Start of PASSAGE PROVIDED

I often say that Boo is not found anywhere in What to Expect. Nothing against that book, in particular, but it doesn’t really prepare you for parenting in the world of special needs. Now almost 4 years later I figure there are definitely three types of books needed
- For parent who receive just what they were expecting: a happy, healthy baby
- For parents who know they are going to have a special child
- For those of us who rouse the minute after giving birth and discover that they are in no way prepared for this unhealthy, unhappy baby
All of us love the child, regardless of which category they might fall into. However, for moms like me who were expecting child number 1 and got child number 3 a little advance notice might have been helpful.
Here is a not-so-short-list of things I would tell a new mom who just learned her life would never, ever, forever, not be What She Expected:
- The NICU nurses are awesome. They will tell you to take a walk, to sleep and let you hold your baby. It’s okay to cry around them, because they understand when they are not taking care of your little one they are taking care of you.
- The Doctors don’t know everything. Sure, they try to be all powerful. But the amount of science out there, combined with the limited about of understanding, leave a lot of room for improvement. So go with your gut. In the end you do not have to like the doctor, but you have to respect them. So if you do not, find a new one. They are not all the same and they are all replaceable. You are not.
- Yes, eventually you will brush your teeth. Just not today.
- Therapy begins as soon as you are able to put two words together. Do not listen to those who say they are just ‘behind’. Go with your instincts. If you think your child should be rolling over, call Early Intervention. Do not wait for your pediatrician to be on board. Demand it. Honestly, they probably want you to start therapy but are afraid of hurting your feelings. I had one doctor tell me that most parents “aren’t ready to hear” that their child is delayed. So they wait for us to tell them.
- Yes, it is possible for a child in their first year of their life to meet more doctors in one day than you have in your entire life. In fact, they may meet more doctors, nurses and technicians than the number of people at your Town Hall Meeting.

End of PASSAGE PROVIDED
Start of SUPPLIED INFORMATION

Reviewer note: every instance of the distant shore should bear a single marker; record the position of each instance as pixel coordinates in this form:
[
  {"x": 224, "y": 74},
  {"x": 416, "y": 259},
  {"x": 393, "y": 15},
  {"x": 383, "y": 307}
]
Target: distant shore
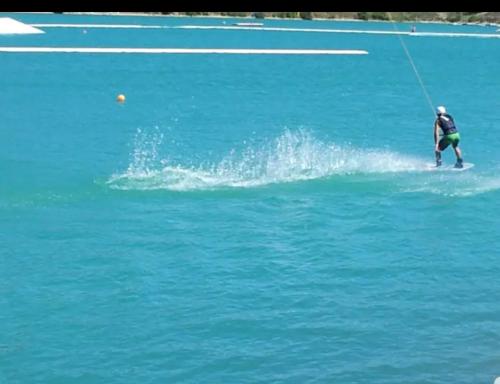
[{"x": 454, "y": 18}]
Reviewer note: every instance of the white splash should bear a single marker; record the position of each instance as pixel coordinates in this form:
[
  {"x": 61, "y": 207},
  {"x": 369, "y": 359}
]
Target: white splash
[{"x": 293, "y": 156}]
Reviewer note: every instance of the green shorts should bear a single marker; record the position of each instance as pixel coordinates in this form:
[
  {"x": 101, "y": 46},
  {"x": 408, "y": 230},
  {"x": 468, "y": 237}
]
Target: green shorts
[{"x": 452, "y": 139}]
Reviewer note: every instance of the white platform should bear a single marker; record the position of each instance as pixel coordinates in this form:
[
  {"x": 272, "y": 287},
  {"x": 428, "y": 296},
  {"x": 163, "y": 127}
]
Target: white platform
[{"x": 10, "y": 26}]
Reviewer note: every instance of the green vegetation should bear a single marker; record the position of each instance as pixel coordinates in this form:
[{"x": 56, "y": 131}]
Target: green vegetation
[{"x": 452, "y": 17}]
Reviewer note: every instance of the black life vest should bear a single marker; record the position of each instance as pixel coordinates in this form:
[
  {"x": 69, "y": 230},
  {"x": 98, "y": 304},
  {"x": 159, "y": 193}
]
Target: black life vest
[{"x": 447, "y": 124}]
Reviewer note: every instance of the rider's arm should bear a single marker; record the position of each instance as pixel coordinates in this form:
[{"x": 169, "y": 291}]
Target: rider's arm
[{"x": 436, "y": 132}]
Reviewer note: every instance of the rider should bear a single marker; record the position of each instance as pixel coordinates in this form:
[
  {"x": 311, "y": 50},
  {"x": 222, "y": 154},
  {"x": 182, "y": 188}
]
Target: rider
[{"x": 445, "y": 122}]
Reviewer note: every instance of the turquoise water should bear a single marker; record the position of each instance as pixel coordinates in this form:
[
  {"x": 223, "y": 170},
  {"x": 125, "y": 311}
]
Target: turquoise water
[{"x": 247, "y": 218}]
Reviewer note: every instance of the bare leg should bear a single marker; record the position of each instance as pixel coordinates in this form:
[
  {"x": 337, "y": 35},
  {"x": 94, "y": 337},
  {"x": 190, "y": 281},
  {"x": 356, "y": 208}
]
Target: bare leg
[
  {"x": 458, "y": 153},
  {"x": 438, "y": 158}
]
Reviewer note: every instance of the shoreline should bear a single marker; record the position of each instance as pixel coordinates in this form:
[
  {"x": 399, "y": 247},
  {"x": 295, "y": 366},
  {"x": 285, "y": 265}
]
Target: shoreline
[{"x": 145, "y": 14}]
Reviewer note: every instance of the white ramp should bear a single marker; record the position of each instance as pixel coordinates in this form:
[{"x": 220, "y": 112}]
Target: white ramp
[{"x": 10, "y": 26}]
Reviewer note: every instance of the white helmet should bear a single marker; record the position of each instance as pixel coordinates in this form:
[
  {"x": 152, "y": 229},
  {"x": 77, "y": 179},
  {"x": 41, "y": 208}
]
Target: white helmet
[{"x": 440, "y": 110}]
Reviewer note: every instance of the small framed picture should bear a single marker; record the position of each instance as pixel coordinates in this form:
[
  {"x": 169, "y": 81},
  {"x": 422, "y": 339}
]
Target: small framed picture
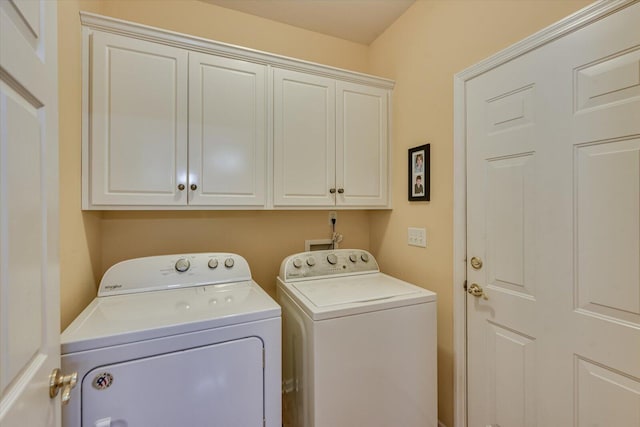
[{"x": 419, "y": 173}]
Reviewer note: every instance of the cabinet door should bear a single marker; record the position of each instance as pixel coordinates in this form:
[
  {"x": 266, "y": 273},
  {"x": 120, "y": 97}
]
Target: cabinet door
[
  {"x": 227, "y": 131},
  {"x": 304, "y": 139},
  {"x": 361, "y": 145},
  {"x": 138, "y": 129}
]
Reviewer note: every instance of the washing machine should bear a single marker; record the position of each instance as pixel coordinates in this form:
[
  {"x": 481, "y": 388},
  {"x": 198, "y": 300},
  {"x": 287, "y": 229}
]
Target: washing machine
[
  {"x": 176, "y": 340},
  {"x": 359, "y": 346}
]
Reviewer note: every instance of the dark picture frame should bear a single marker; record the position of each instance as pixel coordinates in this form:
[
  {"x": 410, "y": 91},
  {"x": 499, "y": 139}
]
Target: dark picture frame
[{"x": 419, "y": 171}]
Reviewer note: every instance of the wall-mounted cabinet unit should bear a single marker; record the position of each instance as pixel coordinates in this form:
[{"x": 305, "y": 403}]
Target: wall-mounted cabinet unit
[
  {"x": 172, "y": 121},
  {"x": 137, "y": 122},
  {"x": 330, "y": 142}
]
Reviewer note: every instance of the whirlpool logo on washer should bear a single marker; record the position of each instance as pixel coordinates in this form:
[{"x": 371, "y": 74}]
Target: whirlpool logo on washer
[{"x": 103, "y": 381}]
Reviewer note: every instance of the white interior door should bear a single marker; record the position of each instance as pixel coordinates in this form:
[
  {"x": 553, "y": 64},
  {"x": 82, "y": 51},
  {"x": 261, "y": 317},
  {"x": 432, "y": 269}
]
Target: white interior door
[
  {"x": 29, "y": 282},
  {"x": 553, "y": 181}
]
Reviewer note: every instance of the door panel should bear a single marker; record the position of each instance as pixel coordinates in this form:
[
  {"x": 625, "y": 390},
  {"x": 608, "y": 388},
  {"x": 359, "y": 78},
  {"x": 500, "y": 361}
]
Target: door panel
[
  {"x": 553, "y": 171},
  {"x": 138, "y": 122},
  {"x": 304, "y": 139},
  {"x": 29, "y": 275},
  {"x": 503, "y": 111},
  {"x": 194, "y": 387},
  {"x": 361, "y": 145},
  {"x": 608, "y": 190},
  {"x": 227, "y": 131}
]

End of SUPPLIED INFORMATION

■ **PROBLEMS TO SOLVE**
• a. In the piece on parenting a child with special needs, whom does the writer say to call if you think your child should be rolling over?
• b. Add the next part of the piece on parenting a child with special needs, picking up after its last sentence.
The material comes from a different source than the text on parenting a child with special needs.

■ **RESULTS BY TASK**
• a. Early Intervention.

• b.
- No your arms will never tire of holding and carrying your baby so she doesn’t throw up. But the Snuggly is a fabulous invention. If you do not have one, beg for one. Then ask some one to teach you how to put it on without throwing out your neck or (yes, I speak from experience). Added bonus of the Snuggly, you get to brush your teeth.
- You thought you became a parent, but in fact you became an advocate.
- Find your “safe person” and create your village. You will need to have some one to be strong once in a while when you need to crack.
- And if you can, find another mom who has been in the trenches longer than you. Learn from her and then pass that knowledge on to the mom that comes after you.
- You will become SUPERMOM. Defender of the innocent, advocate of the needy and the most loved person in the world.
- This is still the best thing that will ever happen to you. After all, the most treasured memories are the hardest to come by.
- You love this child, and it will all be okay.
- Cracking is okay. It will make you stronger in the long run and show you what you can handle.
- You will be okay. I promise. Your life has changed, and this is not the child you planned. And that’s okay. You probably weren’t the parent they were expecting either.
- Your child’s milestones will not be found in any book. But you will more accurately remember them. So when you are sad that your little wonder isn’t walking yet, remember how excited you were that they didn’t have to see a specialist that week.
- Perfection just has a better definition now.
That is what I would tell a brand new parent in the NICU.